_WHAT NEEDS TO BE DONE_
Do not carry the pictures over; copy every other part of the entries exactly.

_EXTRACTED ENTRIES_
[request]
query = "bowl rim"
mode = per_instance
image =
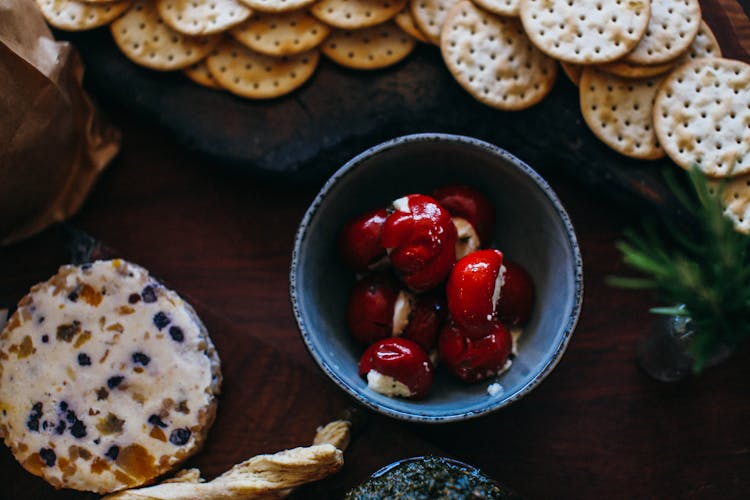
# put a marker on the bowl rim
(516, 163)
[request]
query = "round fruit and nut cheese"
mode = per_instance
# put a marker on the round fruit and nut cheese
(107, 378)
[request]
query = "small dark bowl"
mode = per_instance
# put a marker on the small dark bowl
(469, 469)
(532, 228)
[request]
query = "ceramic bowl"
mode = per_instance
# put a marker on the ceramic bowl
(532, 228)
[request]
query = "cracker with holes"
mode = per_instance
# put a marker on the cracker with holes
(146, 40)
(370, 48)
(585, 31)
(704, 45)
(572, 71)
(356, 14)
(73, 15)
(200, 74)
(405, 21)
(276, 6)
(618, 111)
(282, 34)
(429, 15)
(671, 29)
(736, 201)
(702, 116)
(491, 57)
(247, 73)
(202, 17)
(500, 7)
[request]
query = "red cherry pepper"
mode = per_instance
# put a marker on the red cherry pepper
(516, 296)
(471, 291)
(359, 242)
(401, 359)
(421, 238)
(427, 316)
(470, 204)
(370, 311)
(470, 359)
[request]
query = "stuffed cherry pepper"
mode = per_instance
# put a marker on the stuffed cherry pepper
(420, 238)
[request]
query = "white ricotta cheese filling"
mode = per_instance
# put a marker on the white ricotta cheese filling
(499, 282)
(468, 239)
(402, 312)
(402, 204)
(386, 385)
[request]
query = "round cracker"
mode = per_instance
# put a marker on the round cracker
(585, 31)
(704, 45)
(356, 14)
(626, 69)
(671, 29)
(572, 71)
(702, 116)
(618, 111)
(736, 201)
(491, 57)
(249, 74)
(146, 40)
(429, 15)
(282, 34)
(500, 7)
(202, 17)
(200, 74)
(369, 48)
(72, 15)
(405, 21)
(276, 6)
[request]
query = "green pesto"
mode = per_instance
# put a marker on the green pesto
(428, 478)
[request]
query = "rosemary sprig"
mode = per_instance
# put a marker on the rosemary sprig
(706, 270)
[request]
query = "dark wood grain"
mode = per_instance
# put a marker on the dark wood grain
(596, 428)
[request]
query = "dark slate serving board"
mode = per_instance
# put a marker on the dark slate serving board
(305, 136)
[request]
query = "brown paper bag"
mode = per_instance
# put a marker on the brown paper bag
(53, 143)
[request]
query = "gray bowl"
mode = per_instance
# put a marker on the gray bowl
(532, 228)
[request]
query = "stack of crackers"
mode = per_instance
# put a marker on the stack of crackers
(258, 49)
(651, 77)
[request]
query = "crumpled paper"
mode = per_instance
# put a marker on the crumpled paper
(53, 141)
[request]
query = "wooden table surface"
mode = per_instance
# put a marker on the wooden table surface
(596, 428)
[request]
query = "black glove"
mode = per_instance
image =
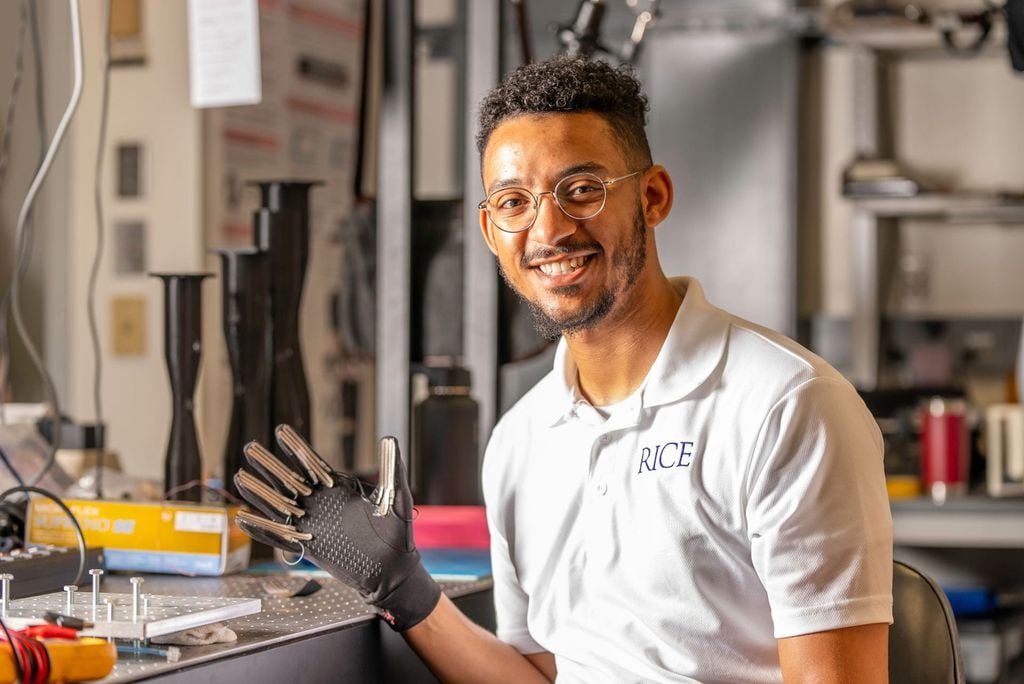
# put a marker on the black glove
(364, 540)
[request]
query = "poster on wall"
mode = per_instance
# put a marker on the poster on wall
(305, 128)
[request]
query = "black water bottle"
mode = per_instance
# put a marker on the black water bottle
(445, 463)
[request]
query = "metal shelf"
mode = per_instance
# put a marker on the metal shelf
(916, 40)
(955, 208)
(977, 522)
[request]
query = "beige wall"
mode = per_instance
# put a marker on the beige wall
(148, 104)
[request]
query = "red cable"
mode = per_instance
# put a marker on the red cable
(32, 656)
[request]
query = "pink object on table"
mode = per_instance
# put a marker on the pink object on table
(451, 526)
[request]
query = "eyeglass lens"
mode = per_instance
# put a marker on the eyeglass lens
(580, 196)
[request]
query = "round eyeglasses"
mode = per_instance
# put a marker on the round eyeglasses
(579, 196)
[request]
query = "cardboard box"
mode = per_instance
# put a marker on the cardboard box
(173, 538)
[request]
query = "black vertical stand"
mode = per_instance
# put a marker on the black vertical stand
(282, 229)
(182, 350)
(246, 293)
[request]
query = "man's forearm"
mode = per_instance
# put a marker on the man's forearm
(458, 650)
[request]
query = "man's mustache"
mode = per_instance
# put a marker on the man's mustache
(550, 252)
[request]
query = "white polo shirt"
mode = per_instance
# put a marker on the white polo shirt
(736, 498)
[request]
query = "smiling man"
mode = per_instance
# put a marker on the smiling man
(685, 497)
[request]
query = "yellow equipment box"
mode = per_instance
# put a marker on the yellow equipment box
(173, 537)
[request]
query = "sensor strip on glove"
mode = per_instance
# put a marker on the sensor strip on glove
(287, 531)
(320, 471)
(257, 454)
(270, 497)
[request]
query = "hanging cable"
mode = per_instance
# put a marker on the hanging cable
(4, 161)
(90, 302)
(12, 100)
(37, 181)
(28, 9)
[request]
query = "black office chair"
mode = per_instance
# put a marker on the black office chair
(924, 646)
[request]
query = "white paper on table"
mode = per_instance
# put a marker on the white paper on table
(223, 51)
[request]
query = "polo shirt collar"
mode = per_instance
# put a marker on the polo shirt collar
(690, 353)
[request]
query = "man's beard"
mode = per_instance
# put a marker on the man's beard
(627, 264)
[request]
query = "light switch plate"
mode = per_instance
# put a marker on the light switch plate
(128, 326)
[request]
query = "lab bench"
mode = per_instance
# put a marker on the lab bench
(329, 636)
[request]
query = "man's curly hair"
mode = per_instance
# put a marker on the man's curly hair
(571, 85)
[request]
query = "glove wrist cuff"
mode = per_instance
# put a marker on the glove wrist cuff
(411, 601)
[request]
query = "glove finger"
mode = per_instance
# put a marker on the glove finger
(402, 494)
(315, 468)
(392, 493)
(279, 474)
(264, 499)
(383, 497)
(267, 538)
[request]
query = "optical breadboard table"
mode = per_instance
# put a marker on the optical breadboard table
(329, 636)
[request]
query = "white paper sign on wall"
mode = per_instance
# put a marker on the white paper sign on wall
(223, 52)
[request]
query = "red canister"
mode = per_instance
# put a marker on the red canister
(944, 455)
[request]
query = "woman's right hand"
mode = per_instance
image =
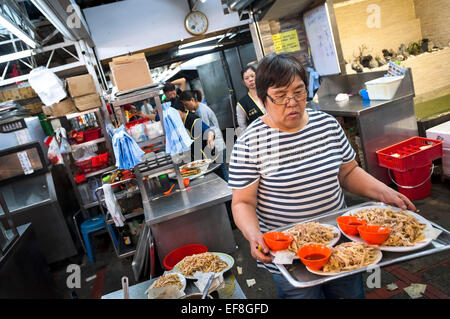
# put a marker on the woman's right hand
(259, 249)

_OUTPUT OF THE TASK_
[request]
query = "bowl rim"
mode = per_instance
image =
# put a marker on the bowl rim
(516, 163)
[request]
query = "round fruit and nut cheese"
mode = per_instance
# put a marker on the round fruit and nut cheese
(107, 378)
[request]
query = "small dark bowl"
mode = per_instance
# put a marker on the small dark bowl
(469, 469)
(532, 228)
[request]
query = "ceramic bowl"
mode = per_instance
# put a marker on the ceramic bowl
(532, 228)
[request]
query = "cracker with holes"
mode = per_instance
# put a marker on the cracker with holes
(146, 40)
(370, 48)
(585, 31)
(704, 45)
(572, 71)
(356, 14)
(73, 15)
(200, 74)
(405, 21)
(276, 6)
(618, 111)
(282, 34)
(429, 15)
(671, 29)
(736, 201)
(702, 116)
(491, 57)
(247, 73)
(202, 17)
(500, 7)
[request]
query = "red cherry pepper"
mode = per_instance
# put a marker on the red cherry pepper
(516, 296)
(471, 291)
(359, 242)
(401, 359)
(421, 238)
(427, 316)
(470, 204)
(370, 311)
(470, 359)
[request]
query = "stuffed cherry pepper"
mode = per_instance
# put a marker on the stuffed cherry pepper
(420, 238)
[request]
query = "white ricotta cheese filling"
mode = per_instance
# put a marker on the white ricotta cheese filling
(499, 282)
(468, 239)
(402, 312)
(402, 204)
(386, 385)
[request]
query = "round cracker"
mode = per_instance
# put a marker on the round cracker
(585, 31)
(704, 45)
(356, 14)
(626, 69)
(671, 29)
(572, 71)
(702, 116)
(618, 111)
(736, 201)
(491, 57)
(249, 74)
(146, 40)
(429, 15)
(282, 34)
(500, 7)
(202, 17)
(200, 74)
(369, 48)
(72, 15)
(405, 21)
(276, 6)
[request]
query = "green pesto"
mode = per_instance
# put a marker on the green pesto
(428, 478)
[request]
query = "rosemary sprig"
mode = per_instance
# put a marker on the rosemary sprig
(706, 270)
[request]
query = "dark wood grain"
mode = per_instance
# put a marker on the dark wood grain
(596, 428)
[request]
query = "dark slate serving board"
mode = per_instance
# put a marker on the dark slate serving board
(305, 136)
[request]
query = "brown paper bag"
mode = per_instance
# put a marker on the brown paper bag
(53, 143)
[request]
query = "gray bowl"
mode = per_instance
# put a marker on the gray bowl
(532, 228)
[request]
query = "stack of crackers"
mode = per_instance
# put a marker on the stack of crackers
(258, 49)
(651, 77)
[request]
query = "crumpled paper"
mode = per_instance
# put a marker on the crumpled paper
(53, 141)
[request]
query = "wooden table surface"
mode = per_instance
# put a marker on the wooden table surface
(596, 428)
[request]
query = "black glove"
mode = per_instance
image =
# put a marker on the black glove
(364, 540)
[request]
query = "poster on wall"
mode = per_instance
# put a marker on the poster on wall
(305, 128)
[request]
query = "black water bottle"
mode = per_instance
# put a marker on the black water bottle
(445, 463)
[request]
query = "metal shelf"
mode = per_instance
# put a marker on the metal shelf
(916, 40)
(955, 208)
(977, 522)
[request]
query = "beige wall"
mode = per_instance
# put a marker on the beige wall
(148, 104)
[request]
query = "red cable"
mode = per_instance
# put a marker on the red cable
(32, 656)
[request]
query = "pink object on table"
mode = per_instance
# put a marker on the pink object on table
(451, 526)
[request]
query = "eyeglass lens"
mode = per_instance
# put a marker on the eyeglass lens
(580, 196)
[request]
query = "round eyeglasses"
mode = per_instance
# put a marker on the round eyeglasses
(579, 196)
[request]
query = "cardboard box"
mode = per_instance
# put a marker on the cardboard box
(173, 538)
[request]
query = "black vertical stand"
mode = per_instance
# put a marker on the black vertical stand
(282, 229)
(182, 350)
(246, 293)
[request]
query = "man's forearm"
mode = per_instance
# put a marker on the man's forearm
(458, 650)
[request]
query = "man's mustache"
mode = per_instance
# put a marker on the man's mustache
(550, 252)
[request]
query = "white polo shirt"
mode = per_instance
# put a marker on the white polo shirt
(736, 498)
[request]
query = "smiling man"
mode = per_instance
# put a marker on the smiling man
(685, 497)
[request]
query = "yellow equipment box"
mode = per_instance
# put a marker on the yellow equipment box
(173, 537)
[request]
query = "sensor strip on glove"
mode = per_instance
# put a marker on the sensor strip on glove
(287, 531)
(320, 471)
(257, 454)
(270, 497)
[request]
query = "hanging cable"
mode = per_instance
# put a marker on the hanging cable
(4, 161)
(90, 302)
(12, 100)
(37, 181)
(28, 9)
[request]
query = "black office chair"
mode = per_instance
# put a marker on the black office chair
(924, 646)
[request]
query = "white paper on table"
mode = per_instance
# put a marker on the white paper on table
(223, 51)
[request]
query = "polo shirt collar"
mode = per_instance
# put a marker on the polo shirt collar
(690, 353)
[request]
query = "man's beard"
mode = per_instance
# put a marker on the man's beard
(627, 264)
[request]
query = "light switch plate"
mode = per_instance
# put a marker on the light switch plate
(128, 326)
[request]
query = "lab bench"
mode = per_instance
# put a marker on the lab bench
(329, 636)
[request]
query = "man's curly hair"
mode = per_instance
# put a marker on the man's curly hair
(571, 85)
[request]
query = "glove wrist cuff"
mode = per_instance
# put a marker on the glove wrist cuff
(411, 601)
[request]
query = "glove finger"
mode = per_instance
# put a marker on the glove finger
(402, 494)
(315, 468)
(392, 493)
(279, 474)
(264, 499)
(383, 497)
(267, 538)
[request]
query = "optical breadboard table"
mode = per_instance
# put a marker on the optical breadboard table
(329, 636)
[request]
query = "white paper sign on wall"
mode = per_instance
# put a marker on the white paper sign on wall
(223, 52)
[request]
query = "red canister"
mode = per_instance
# put a marker on the red canister
(944, 455)
[request]
query = "woman's right hand"
mode = per_instance
image =
# put a marker on the woman's right hand
(259, 249)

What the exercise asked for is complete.